RICHIESTA SCRITTA A
Conta le righe dei dati che contengono la parola "airplane" e indica soltanto il numero.

TESTO ESTRATTO
In più lui ha assistito alla tragica fine, ha visto tutto dalla sua stanza, ha visto il padre spegnersi tra le braccia del suo grande amore. Lui più di tutti ha bisogno di un nuovo inizio, non per dimenticare, ma per smettere di ricordare ciò che fa male, almeno per un po'.

«Mi sento in trappola, mamma. Bloccato nel giro della morte delle montagne russe. Continuo a girare, ma mi fermo sempre nello stesso punto: la mattina in cui è morto papà»

E poi c'è Ben. È il più defilato, sempre fuori da qualche parte, sempre arrabbiato con il mondo.
Non parla con nessuno, piange di nascosto, corre sulla strada con la musica a palla per annullare i pensieri.
Nell'ultimo capitolo dice di aver sentito la presenza di suo padre ancora lì con loro, ancora lì a proteggerli.
È il personaggio che più ho compreso, la cui reazione mi sembra più credibile.
Inoltre nelle ultime scene dimostra di tenere ai suoi cari e di sacrificarsi per il loro bene.

Meno di ventiquattr'ore fa Ben rinnegava qualsiasi cosa fosse legata alle feste. Oggi ha acceso l’albero. Dovrei essere sconvolta, ma non lo sono. Gli eventi inattesi stanno diventando la norma in questa casa, soprattutto quando riguardano il Natale.

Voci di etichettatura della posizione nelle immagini
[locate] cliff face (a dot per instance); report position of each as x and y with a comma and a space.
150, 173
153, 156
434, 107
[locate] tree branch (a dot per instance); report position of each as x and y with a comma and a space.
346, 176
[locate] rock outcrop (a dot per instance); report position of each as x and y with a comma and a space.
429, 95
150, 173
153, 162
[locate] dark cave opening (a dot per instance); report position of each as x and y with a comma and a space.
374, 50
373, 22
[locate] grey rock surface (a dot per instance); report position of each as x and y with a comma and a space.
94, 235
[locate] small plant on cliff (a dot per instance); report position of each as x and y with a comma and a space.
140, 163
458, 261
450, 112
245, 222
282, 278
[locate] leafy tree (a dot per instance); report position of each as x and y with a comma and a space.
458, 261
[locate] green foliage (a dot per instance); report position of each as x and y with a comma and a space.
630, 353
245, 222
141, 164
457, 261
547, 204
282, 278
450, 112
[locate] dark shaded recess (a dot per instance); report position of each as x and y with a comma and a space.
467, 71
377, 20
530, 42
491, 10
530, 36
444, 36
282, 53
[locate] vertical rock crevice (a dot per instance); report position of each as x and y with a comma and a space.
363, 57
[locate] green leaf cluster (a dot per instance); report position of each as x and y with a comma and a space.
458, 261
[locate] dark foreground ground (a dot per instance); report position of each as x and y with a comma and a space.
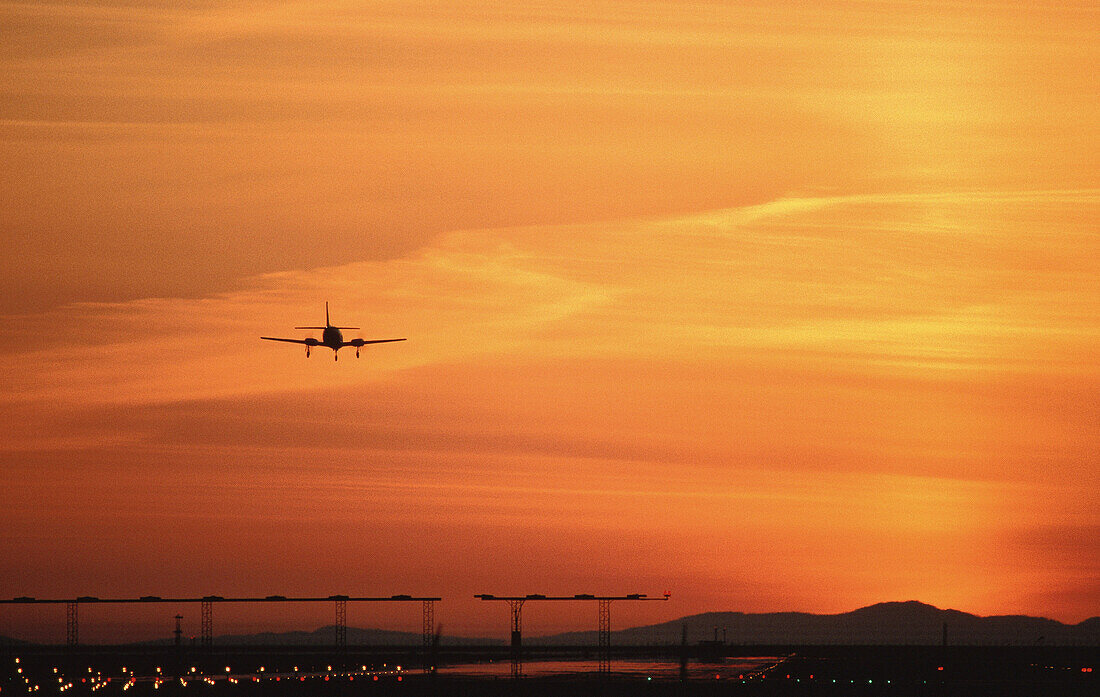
255, 672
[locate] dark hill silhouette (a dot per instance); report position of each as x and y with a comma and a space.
893, 623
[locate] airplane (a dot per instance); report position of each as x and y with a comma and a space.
331, 339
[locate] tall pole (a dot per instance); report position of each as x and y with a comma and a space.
605, 637
428, 635
341, 628
72, 628
207, 623
517, 638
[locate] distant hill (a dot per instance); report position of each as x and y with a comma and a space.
910, 622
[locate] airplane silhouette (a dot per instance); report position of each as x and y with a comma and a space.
331, 339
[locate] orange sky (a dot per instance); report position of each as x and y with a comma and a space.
785, 306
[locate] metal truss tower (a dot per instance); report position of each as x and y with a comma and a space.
517, 637
605, 637
428, 635
207, 623
72, 627
516, 604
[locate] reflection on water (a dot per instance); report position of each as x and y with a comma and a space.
732, 667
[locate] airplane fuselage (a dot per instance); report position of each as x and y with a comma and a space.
332, 338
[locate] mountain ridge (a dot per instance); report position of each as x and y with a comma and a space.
887, 623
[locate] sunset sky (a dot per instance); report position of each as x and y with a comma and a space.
778, 306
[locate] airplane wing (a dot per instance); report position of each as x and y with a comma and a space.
308, 342
363, 342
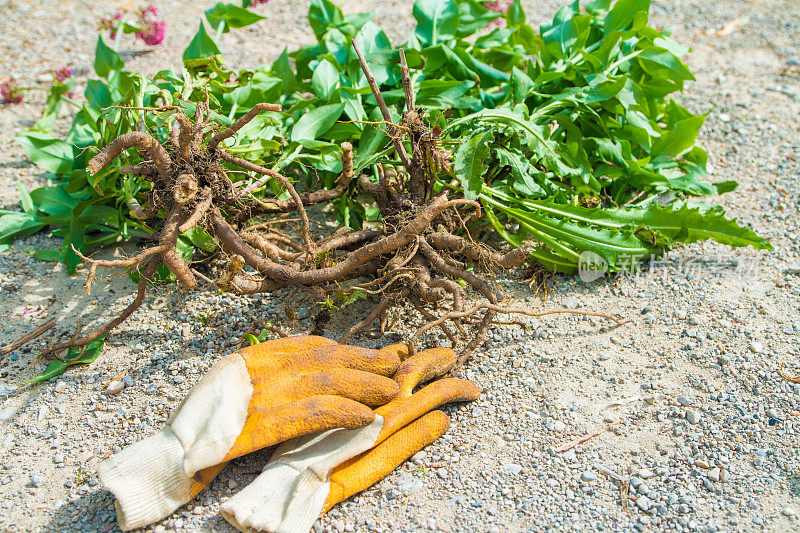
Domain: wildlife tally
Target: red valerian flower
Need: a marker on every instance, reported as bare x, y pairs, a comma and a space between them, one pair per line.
146, 12
110, 24
63, 74
9, 91
152, 32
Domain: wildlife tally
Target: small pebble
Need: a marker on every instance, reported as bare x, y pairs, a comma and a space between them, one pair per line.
115, 387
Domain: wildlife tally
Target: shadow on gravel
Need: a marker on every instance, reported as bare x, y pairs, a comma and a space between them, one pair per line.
95, 512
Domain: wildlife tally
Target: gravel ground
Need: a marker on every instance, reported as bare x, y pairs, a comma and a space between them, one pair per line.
698, 430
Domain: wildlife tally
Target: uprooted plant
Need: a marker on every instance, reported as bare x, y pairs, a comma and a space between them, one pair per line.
414, 255
435, 156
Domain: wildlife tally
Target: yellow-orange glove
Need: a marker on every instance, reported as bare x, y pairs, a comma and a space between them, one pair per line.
311, 474
251, 399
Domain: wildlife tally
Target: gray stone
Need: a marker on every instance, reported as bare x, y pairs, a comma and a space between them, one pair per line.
643, 503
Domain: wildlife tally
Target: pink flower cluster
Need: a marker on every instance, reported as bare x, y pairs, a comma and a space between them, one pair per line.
9, 91
110, 24
151, 32
61, 75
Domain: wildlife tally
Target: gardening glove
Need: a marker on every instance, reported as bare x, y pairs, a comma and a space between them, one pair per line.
256, 397
309, 475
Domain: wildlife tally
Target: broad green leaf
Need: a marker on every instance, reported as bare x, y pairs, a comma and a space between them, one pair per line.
515, 15
202, 45
325, 80
233, 16
322, 15
622, 14
314, 123
46, 151
75, 356
469, 163
437, 20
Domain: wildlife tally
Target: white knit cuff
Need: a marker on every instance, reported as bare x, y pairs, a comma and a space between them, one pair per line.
148, 479
280, 500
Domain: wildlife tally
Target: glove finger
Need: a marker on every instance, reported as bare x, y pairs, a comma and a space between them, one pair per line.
423, 366
362, 471
268, 426
364, 387
267, 358
204, 477
383, 362
400, 413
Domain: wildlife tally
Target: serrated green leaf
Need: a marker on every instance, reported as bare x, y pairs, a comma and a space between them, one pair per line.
202, 45
437, 20
469, 163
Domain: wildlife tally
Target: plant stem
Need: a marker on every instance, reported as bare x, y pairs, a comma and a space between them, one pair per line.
220, 31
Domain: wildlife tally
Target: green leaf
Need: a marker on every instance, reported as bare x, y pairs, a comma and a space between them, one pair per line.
622, 14
679, 138
46, 151
515, 15
202, 45
75, 356
233, 16
106, 60
25, 200
322, 15
314, 123
469, 163
48, 254
325, 80
437, 20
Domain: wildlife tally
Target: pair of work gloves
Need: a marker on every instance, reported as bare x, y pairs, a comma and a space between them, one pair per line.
344, 418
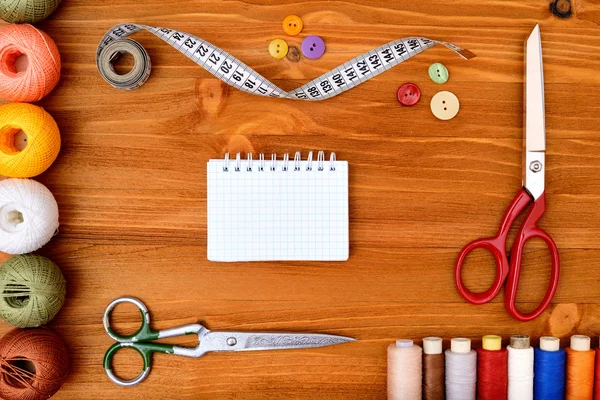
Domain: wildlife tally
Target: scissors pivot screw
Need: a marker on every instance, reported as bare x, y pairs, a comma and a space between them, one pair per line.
535, 166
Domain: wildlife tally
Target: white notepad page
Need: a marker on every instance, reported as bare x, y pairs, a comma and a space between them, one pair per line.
286, 210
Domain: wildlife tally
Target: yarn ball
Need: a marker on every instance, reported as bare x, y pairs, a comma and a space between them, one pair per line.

RICHIESTA SCRITTA B
Secondo il testo estratto, per quale motivo Ben corre sulla strada con la musica a palla? Rispondi con una o due frasi.

RISPOSTA CORRETTA A
4

RISPOSTA CORRETTA B
Ben corre sulla strada con la musica a palla per annullare i pensieri.